━━ EXERCISE MATERIALS ━━
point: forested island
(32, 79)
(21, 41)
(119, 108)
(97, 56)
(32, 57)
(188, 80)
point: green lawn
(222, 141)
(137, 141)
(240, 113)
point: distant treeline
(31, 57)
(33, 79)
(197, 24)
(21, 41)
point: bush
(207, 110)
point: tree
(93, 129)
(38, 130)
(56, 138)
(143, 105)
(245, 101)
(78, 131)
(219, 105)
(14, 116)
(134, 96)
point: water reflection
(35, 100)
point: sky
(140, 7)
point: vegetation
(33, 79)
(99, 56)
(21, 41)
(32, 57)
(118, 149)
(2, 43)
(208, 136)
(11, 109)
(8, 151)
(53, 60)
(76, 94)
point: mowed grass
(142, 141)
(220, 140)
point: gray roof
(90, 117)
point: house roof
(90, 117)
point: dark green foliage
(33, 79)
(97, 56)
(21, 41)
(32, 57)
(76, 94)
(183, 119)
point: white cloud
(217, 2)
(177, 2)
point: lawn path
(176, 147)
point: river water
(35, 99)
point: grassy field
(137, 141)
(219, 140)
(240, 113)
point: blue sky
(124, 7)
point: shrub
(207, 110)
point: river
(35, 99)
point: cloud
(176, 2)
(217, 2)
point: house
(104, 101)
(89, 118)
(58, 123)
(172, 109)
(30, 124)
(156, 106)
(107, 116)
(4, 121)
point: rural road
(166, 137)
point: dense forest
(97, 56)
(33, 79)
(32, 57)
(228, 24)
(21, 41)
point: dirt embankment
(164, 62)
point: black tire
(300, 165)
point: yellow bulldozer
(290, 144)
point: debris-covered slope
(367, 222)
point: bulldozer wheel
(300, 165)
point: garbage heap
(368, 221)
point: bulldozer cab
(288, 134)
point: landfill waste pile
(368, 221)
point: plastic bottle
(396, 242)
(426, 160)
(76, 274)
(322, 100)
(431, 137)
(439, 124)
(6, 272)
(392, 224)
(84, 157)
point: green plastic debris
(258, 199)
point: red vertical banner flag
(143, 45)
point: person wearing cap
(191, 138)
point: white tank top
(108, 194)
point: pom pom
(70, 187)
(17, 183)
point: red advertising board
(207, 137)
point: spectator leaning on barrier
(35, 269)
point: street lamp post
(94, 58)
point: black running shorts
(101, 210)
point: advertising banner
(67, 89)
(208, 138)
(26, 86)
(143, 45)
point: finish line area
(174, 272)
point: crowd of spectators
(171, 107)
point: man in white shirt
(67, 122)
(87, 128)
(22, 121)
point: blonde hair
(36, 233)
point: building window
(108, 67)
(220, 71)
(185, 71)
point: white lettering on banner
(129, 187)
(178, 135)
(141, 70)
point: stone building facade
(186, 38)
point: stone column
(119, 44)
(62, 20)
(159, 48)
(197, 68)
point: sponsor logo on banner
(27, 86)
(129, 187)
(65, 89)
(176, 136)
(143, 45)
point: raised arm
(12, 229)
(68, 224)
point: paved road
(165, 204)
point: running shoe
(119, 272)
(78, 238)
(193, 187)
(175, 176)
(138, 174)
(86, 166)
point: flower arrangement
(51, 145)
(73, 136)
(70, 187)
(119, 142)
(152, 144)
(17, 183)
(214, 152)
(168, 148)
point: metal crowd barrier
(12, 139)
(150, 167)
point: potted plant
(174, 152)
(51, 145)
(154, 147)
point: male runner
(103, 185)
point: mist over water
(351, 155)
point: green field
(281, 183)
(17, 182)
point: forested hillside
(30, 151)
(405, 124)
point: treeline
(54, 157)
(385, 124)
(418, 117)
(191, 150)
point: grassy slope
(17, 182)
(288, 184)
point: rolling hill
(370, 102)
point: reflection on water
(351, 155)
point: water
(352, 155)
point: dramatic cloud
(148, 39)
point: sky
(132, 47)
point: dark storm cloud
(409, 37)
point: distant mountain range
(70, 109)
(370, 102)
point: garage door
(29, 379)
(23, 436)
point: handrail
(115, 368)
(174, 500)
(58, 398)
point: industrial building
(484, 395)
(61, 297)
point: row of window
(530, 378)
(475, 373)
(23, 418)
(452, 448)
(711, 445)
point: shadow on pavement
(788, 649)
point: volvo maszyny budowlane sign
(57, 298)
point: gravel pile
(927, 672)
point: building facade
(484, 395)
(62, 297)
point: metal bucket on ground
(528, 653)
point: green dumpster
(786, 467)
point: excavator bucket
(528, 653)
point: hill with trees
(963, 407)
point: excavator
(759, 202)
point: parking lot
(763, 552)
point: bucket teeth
━━━
PROBLEM DESCRIPTION:
Retype every line of the data above exactly.

SOLVED PROBLEM:
point: forested island
(32, 79)
(21, 41)
(119, 108)
(97, 56)
(32, 57)
(188, 80)
point: green lawn
(222, 141)
(137, 141)
(240, 113)
point: distant treeline
(31, 57)
(33, 79)
(197, 24)
(21, 41)
point: bush
(207, 110)
point: tree
(93, 129)
(38, 130)
(56, 138)
(143, 105)
(245, 101)
(78, 131)
(219, 105)
(14, 116)
(134, 96)
point: water reflection
(35, 100)
point: sky
(140, 7)
point: vegetation
(33, 79)
(99, 56)
(21, 41)
(32, 57)
(118, 149)
(2, 43)
(208, 136)
(11, 109)
(8, 151)
(53, 60)
(76, 94)
point: mowed grass
(142, 141)
(220, 140)
point: gray roof
(90, 117)
point: house roof
(90, 117)
point: dark green foliage
(33, 79)
(97, 56)
(21, 41)
(32, 57)
(76, 94)
(183, 119)
point: white cloud
(217, 2)
(177, 2)
point: lawn path
(176, 147)
point: river water
(35, 99)
point: grassy field
(137, 141)
(219, 140)
(240, 113)
point: blue sky
(124, 7)
point: shrub
(207, 110)
point: river
(35, 99)
point: cloud
(176, 2)
(217, 2)
point: house
(104, 101)
(89, 118)
(58, 123)
(172, 109)
(30, 124)
(156, 106)
(107, 116)
(4, 121)
point: rural road
(166, 137)
point: dense forest
(97, 56)
(33, 79)
(32, 57)
(228, 24)
(21, 41)
point: dirt embankment
(164, 62)
point: black tire
(300, 165)
point: yellow bulldozer
(290, 144)
point: debris-covered slope
(367, 222)
point: bulldozer wheel
(300, 165)
point: garbage heap
(368, 221)
point: bulldozer cab
(288, 134)
point: landfill waste pile
(368, 221)
point: plastic bottle
(396, 242)
(426, 160)
(76, 274)
(322, 100)
(431, 137)
(439, 124)
(6, 272)
(392, 224)
(84, 157)
point: green plastic debris
(258, 199)
point: red vertical banner flag
(143, 45)
point: person wearing cap
(191, 138)
point: white tank top
(108, 194)
point: pom pom
(70, 187)
(17, 183)
point: red advertising board
(207, 137)
point: spectator leaning on barrier
(35, 269)
point: street lamp post
(94, 58)
point: black running shorts
(101, 210)
point: advertising banner
(67, 89)
(208, 138)
(26, 86)
(143, 45)
point: finish line area
(174, 272)
point: crowd of spectators
(171, 107)
point: man in white shirt
(67, 122)
(87, 128)
(22, 121)
point: blonde hair
(36, 233)
point: building window
(108, 67)
(220, 71)
(185, 71)
point: white lettering on banner
(129, 187)
(178, 135)
(141, 70)
point: stone building facade
(186, 38)
point: stone column
(119, 44)
(62, 20)
(159, 48)
(197, 68)
point: sponsor logo on banner
(27, 86)
(129, 187)
(65, 89)
(176, 136)
(143, 45)
point: raised arm
(12, 229)
(68, 224)
point: paved road
(165, 204)
point: running shoe
(119, 272)
(78, 238)
(193, 187)
(175, 176)
(138, 174)
(86, 166)
point: flower arrangement
(51, 145)
(73, 136)
(70, 187)
(119, 142)
(152, 144)
(17, 183)
(214, 152)
(168, 148)
point: metal crowd barrier
(12, 139)
(150, 167)
point: potted plant
(174, 152)
(51, 145)
(154, 147)
point: male runner
(103, 185)
point: mist over water
(351, 155)
point: green field
(281, 183)
(17, 182)
point: forested hillside
(30, 151)
(405, 124)
point: treeline
(54, 157)
(385, 124)
(418, 117)
(191, 150)
point: grassy slope
(17, 182)
(288, 184)
point: rolling hill
(370, 102)
point: reflection on water
(351, 155)
point: water
(352, 155)
point: dramatic cloud
(148, 39)
point: sky
(132, 47)
point: dark storm cloud
(409, 37)
point: distant mountain range
(70, 109)
(370, 102)
point: garage door
(29, 379)
(23, 436)
point: handrail
(115, 368)
(174, 500)
(58, 398)
point: industrial building
(484, 395)
(61, 297)
point: row of window
(530, 378)
(475, 373)
(23, 418)
(452, 448)
(711, 445)
point: shadow on pavement
(788, 649)
point: volvo maszyny budowlane sign
(57, 298)
point: gravel pile
(927, 672)
point: building facade
(484, 395)
(62, 297)
point: metal bucket on ground
(528, 653)
point: green dumpster
(786, 467)
point: excavator bucket
(528, 653)
point: hill with trees
(963, 407)
point: excavator
(759, 202)
point: parking lot
(763, 552)
point: bucket teeth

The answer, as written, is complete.